Figure 1 – Les personnes autistes et non autistes peuvent avoir du mal à se comprendre. Le fait que les deux personnes impliquées dans l’interaction ont du mal à comprendre est la raison pour laquelle la théorie est appelée le problème de la double empathie.

Regardons l’exemple de « lire entre les lignes ». C’est quand vous comprenez une chose que quelqu’un veut dire, même s’il ne l’a pas dit avec des mots. Par exemple, votre ami pourrait dire que sa journée s'est bien passée, tout en soupirant et en paraissant un peu grincheux ou triste. En lisant entre les lignes, vous devinerez peut-être que la journée de votre ami ne s’est pas bien déroulée du tout. Les personnes autistes peuvent avoir du mal à lire entre les lignes de ce que disent les personnes non autistes, car cette façon de communiquer n'est pas facile pour les personnes autistes. D’un autre côté, les personnes non autistes peuvent faire des hypothèses erronées sur les personnes autistes parce qu’elles lisent trop entre les lignes.

Les personnes autistes peuvent trouver épuisant et déroutant de comprendre les moyens de communication non autistes. De même, les personnes non autistes peuvent se sentir mal à l’aise en présence de personnes autistes, car leurs moyens de communication habituels ne fonctionnent pas aussi bien. Cette inadéquation entre les attentes sociales et les expériences peut rendre difficile la communication entre les personnes autistes et non autistes. C’est pourquoi développer la compréhension et l’empathie est décrit comme un « double problème », car les personnes autistes et non autistes ont du mal à se comprendre l’une l’autre.

Que nous a dit la recherche jusqu’à présent ?

Une façon pour les scientifiques de comprendre la double empathie est de voir si les personnes qui ne sont pas autistes jugent différemment les personnes autistes et non autistes. Malheureusement, lorsque les personnes non autistes ont du mal à comprendre les personnes autistes, elles ont tendance à moins les aimer [2]. En fait, il suffit de quelques secondes aux personnes non autistes pour se faire une première impression négative sur les personnes autistes [3]. Les personnes non autistes deviennent rapidement moins intéressées à interagir avec des personnes autistes qu'avec d'autres personnes non autistes, ce qui signifie qu'elles peuvent avoir moins d'occasions de rencontrer des gens et de se faire des amis. Pourquoi cela arrive-t-il? Ce n’est pas parce que les personnes autistes parlent de choses moins intéressantes. Lorsque des personnes non autistes lisent les mots de ce que disent les autistes, elles ne les jugent pas différemment des personnes non autistes [3]. Il semble donc que ce soit la façon dont les personnes autistes apparaissent et s’affichent, et non ce dont elles parlent, qui amène les personnes non autistes à juger et à éviter les personnes autistes. Malheureusement, cela signifie que les personnes autistes pourraient avoir moins de possibilités de se faire des amis ou de trouver un emploi en raison de la façon dont les personnes non autistes les jugent, ce qui n'est pas juste.

• **Données extraites**
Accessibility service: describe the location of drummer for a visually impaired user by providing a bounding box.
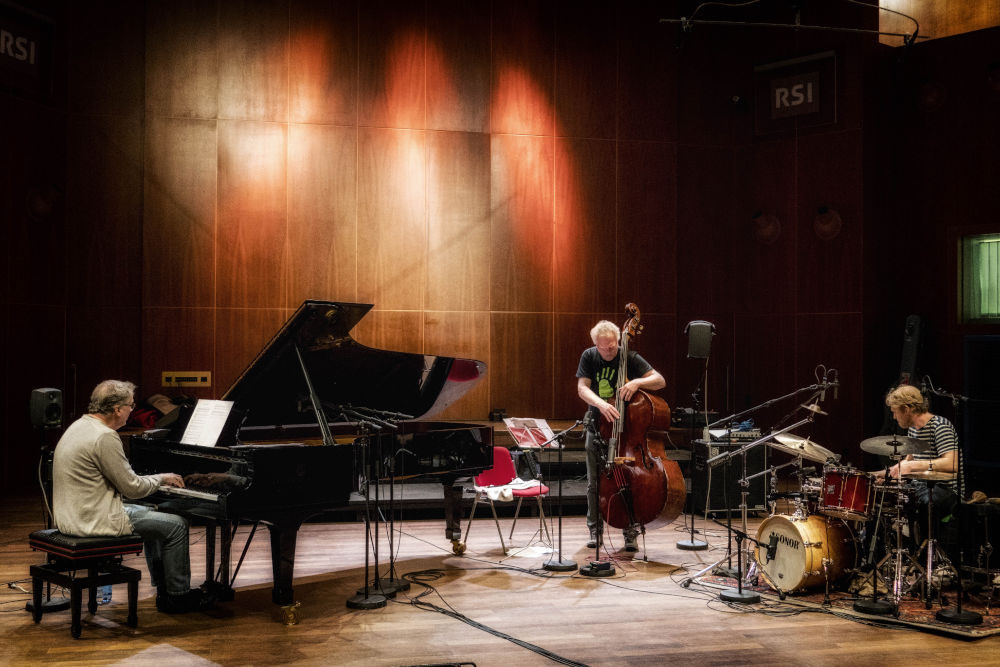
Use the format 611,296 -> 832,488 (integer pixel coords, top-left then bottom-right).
873,385 -> 958,562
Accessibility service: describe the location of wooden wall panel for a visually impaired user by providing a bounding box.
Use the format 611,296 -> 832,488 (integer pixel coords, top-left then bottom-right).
139,308 -> 216,398
145,0 -> 219,118
796,131 -> 864,313
358,0 -> 427,128
358,129 -> 427,310
554,0 -> 618,139
216,121 -> 288,308
288,0 -> 358,125
426,0 -> 491,132
67,305 -> 143,417
0,98 -> 67,304
351,310 -> 424,354
218,0 -> 289,122
732,314 -> 792,422
614,141 -> 684,313
732,140 -> 796,313
488,312 -> 555,417
553,138 -> 624,313
213,308 -> 293,396
490,135 -> 553,312
425,132 -> 491,311
142,116 -> 218,308
491,0 -> 556,135
66,116 -> 142,305
423,312 -> 492,419
64,2 -> 146,119
285,124 -> 358,308
617,2 -> 680,141
677,144 -> 739,313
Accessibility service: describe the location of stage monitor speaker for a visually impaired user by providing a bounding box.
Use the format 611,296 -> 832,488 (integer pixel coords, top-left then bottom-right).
684,320 -> 715,359
691,440 -> 767,516
899,315 -> 923,387
31,387 -> 62,428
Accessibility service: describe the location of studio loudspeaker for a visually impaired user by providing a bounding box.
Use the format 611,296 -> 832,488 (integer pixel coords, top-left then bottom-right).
684,320 -> 715,359
31,387 -> 62,428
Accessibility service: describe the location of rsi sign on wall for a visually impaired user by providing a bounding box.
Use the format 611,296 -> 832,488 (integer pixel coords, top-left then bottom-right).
754,51 -> 837,134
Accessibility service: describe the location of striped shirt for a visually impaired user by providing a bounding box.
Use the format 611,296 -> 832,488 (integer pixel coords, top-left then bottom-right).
906,415 -> 958,493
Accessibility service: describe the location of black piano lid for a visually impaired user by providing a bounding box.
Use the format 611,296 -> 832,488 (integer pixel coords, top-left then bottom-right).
222,300 -> 486,426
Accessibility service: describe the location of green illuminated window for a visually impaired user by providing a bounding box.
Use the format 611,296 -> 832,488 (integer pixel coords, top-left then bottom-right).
961,234 -> 1000,322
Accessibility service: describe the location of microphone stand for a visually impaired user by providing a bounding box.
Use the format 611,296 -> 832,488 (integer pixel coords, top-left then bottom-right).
539,419 -> 583,572
580,418 -> 617,577
677,357 -> 711,551
927,385 -> 983,625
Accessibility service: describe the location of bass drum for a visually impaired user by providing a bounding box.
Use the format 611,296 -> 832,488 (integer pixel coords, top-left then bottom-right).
754,514 -> 857,593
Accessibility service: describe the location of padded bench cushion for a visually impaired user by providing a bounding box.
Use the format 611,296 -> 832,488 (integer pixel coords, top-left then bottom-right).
28,528 -> 142,560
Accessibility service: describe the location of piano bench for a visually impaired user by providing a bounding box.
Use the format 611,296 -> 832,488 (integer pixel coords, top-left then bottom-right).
28,528 -> 142,639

• **Exercices à faire**
A - D'après le texte sur la double empathie, combien de temps faut-il aux personnes non autistes pour se faire une première impression négative des personnes autistes ?
B - Prolongez le texte sur la double empathie au-delà de sa dernière phrase.

• **Les réponses**
A - Quelques secondes leur suffisent.

B -
Une autre façon d’explorer la double empathie est de voir si les personnes autistes se connectent plus facilement avec d’autres personnes autistes qu’avec des personnes non autistes. C’est exactement ce que montrent certaines nouvelles études. Les personnes autistes veulent parler à d'autres personnes autistes, s'asseoir à côté d'elles ou vivre près d'elles encore plus qu'elles ne souhaitent faire ces choses avec des personnes non autistes [4]. Dans une étude, deux adultes inconnus ont appris à se connaître en discutant pendant 5 minutes [5]. Parfois les deux adultes étaient tous deux non autistes, parfois tous deux autistes, et parfois un de chaque. On pourrait s’attendre, si les personnes autistes ont de mauvaises interactions sociales, à ce que les conversations entre deux personnes autistes se déroulent particulièrement mal. Mais ce n’est pas ce que révèle l’étude. La qualité des interactions entre deux personnes autistes était tout aussi forte qu’entre deux personnes non autistes. Les personnes autistes partageaient même davantage d’informations sur elles-mêmes avec d’autres personnes autistes, ce qui suggère qu’elles se sentaient plus à l’aise avec elles. Cela montre que les personnes autistes sont comme tout le monde : il leur est plus facile de se connecter, et peut-être même de nouer des amitiés, avec des personnes qui pensent et communiquent comme elles.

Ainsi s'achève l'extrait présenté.